## 任务说明
把从包含“Caption verification task — the provided caption states the door”的一行开始、到包含“49;0;103;375”的一行结束的记录逐行重写，首尾两行都包括在内，只写这几行。文字照抄，答案中的每个坐标数值都平移51。

*** 数据集记录 ***

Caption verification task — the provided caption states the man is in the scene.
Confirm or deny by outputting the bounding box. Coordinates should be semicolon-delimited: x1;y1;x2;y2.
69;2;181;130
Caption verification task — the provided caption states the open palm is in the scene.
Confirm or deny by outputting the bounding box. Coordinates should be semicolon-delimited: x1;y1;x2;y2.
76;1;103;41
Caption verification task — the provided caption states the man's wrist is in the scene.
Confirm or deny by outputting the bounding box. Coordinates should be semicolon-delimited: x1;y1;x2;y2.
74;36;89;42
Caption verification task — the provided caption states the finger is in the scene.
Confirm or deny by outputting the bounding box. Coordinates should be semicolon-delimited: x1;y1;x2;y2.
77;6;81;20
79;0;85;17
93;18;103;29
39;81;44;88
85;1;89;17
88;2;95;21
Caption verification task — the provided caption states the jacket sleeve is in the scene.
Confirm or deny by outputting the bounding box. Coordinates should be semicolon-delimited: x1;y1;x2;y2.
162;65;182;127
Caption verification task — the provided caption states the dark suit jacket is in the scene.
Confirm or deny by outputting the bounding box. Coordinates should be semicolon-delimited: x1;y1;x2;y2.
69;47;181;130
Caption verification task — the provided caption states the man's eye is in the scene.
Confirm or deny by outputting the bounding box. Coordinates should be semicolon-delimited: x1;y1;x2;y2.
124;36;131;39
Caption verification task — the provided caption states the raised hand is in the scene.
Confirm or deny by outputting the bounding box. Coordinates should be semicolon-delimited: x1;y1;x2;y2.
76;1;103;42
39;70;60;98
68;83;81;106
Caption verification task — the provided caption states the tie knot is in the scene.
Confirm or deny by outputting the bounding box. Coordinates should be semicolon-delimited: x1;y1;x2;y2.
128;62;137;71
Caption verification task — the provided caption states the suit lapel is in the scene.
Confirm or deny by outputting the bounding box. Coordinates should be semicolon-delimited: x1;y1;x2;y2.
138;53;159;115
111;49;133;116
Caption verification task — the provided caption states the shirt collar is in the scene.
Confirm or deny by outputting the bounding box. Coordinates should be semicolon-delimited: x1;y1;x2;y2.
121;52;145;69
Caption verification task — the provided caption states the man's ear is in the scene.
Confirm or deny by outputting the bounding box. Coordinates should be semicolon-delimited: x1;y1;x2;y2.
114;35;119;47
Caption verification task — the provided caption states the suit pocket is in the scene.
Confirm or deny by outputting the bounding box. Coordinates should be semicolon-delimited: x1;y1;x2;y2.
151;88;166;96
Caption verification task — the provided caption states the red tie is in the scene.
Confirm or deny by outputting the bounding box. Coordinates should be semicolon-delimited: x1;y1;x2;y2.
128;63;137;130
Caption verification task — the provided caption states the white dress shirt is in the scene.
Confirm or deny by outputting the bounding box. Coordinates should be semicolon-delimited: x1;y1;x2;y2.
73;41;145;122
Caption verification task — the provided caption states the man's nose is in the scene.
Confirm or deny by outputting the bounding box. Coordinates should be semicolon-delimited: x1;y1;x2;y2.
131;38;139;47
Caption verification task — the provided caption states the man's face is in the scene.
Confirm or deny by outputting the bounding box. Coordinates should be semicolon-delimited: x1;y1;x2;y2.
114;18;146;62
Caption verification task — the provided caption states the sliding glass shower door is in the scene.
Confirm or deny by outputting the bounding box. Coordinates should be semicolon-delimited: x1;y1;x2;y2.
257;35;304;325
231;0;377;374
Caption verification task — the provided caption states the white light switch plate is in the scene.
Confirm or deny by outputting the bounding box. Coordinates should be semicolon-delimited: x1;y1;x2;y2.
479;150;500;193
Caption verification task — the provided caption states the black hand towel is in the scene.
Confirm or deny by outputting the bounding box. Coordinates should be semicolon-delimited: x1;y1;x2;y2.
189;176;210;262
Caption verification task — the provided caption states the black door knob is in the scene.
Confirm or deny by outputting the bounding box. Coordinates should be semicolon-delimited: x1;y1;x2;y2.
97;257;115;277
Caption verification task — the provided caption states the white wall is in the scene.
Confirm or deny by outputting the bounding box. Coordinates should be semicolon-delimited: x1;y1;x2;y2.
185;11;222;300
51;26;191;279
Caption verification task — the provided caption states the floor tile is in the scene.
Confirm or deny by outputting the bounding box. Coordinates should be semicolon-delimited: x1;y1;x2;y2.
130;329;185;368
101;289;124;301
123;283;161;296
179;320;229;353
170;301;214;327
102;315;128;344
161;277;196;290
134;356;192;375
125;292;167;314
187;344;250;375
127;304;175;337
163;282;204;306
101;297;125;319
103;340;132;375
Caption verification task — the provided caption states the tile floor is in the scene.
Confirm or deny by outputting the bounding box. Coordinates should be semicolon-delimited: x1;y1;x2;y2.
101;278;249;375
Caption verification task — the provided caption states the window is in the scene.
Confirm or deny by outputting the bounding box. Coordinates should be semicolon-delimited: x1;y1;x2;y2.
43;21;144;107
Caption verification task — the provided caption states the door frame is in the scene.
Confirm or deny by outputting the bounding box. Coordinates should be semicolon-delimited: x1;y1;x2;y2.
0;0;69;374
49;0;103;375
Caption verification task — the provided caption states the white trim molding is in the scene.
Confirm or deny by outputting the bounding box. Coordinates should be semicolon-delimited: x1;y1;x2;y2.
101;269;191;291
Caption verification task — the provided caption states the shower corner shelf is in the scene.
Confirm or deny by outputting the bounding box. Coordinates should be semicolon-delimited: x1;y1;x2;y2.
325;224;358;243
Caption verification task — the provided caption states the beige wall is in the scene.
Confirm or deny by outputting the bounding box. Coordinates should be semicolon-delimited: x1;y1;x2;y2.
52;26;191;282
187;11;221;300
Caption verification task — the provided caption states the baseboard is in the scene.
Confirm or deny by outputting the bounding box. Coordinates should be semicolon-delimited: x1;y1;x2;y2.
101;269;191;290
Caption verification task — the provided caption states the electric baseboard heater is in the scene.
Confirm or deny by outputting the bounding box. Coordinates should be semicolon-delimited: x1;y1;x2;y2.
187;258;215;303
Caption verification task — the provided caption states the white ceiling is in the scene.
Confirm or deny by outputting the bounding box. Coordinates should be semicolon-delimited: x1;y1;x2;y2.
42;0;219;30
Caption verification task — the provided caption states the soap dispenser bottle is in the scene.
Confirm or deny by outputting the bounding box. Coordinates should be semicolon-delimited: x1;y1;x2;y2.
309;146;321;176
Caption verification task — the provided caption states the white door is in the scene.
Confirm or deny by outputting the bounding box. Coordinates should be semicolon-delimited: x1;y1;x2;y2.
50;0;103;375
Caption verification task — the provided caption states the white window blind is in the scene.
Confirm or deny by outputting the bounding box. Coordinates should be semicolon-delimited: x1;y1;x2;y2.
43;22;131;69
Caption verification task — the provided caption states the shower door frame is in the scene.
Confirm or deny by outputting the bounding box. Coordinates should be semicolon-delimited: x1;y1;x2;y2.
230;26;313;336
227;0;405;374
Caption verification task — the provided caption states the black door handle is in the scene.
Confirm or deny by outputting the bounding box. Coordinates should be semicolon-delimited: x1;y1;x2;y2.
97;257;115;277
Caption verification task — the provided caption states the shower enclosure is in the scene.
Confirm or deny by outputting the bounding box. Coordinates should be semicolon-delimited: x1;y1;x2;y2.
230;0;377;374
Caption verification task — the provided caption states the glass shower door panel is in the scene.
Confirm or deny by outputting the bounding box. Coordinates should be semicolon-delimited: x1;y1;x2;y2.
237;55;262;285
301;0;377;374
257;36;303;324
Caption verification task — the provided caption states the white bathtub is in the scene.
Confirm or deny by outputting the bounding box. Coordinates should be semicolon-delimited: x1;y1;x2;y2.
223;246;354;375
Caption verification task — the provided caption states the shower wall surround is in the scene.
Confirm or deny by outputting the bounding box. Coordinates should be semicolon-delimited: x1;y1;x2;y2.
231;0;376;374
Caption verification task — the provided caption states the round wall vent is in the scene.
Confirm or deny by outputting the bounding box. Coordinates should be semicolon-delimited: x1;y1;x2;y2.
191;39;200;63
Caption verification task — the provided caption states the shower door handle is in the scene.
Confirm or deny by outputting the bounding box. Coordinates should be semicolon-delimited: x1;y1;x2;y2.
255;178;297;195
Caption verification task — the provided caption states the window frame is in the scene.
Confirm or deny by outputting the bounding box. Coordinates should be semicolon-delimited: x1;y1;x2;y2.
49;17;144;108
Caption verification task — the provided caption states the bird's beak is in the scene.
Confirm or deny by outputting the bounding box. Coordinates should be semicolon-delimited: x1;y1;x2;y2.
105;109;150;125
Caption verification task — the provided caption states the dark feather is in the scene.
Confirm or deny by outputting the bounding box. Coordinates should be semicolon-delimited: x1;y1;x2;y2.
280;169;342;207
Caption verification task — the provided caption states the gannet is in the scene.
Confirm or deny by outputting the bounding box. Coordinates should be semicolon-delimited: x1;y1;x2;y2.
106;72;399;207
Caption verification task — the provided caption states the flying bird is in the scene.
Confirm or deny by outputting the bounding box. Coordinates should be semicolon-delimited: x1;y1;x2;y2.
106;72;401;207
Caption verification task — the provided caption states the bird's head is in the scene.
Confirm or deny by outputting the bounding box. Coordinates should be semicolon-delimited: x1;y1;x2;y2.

***

## 任务答复
Caption verification task — the provided caption states the door frame is in the scene.
Confirm or deny by outputting the bounding box. Coordinates should be semicolon-delimited: x1;y1;x2;y2.
51;51;120;425
100;51;154;426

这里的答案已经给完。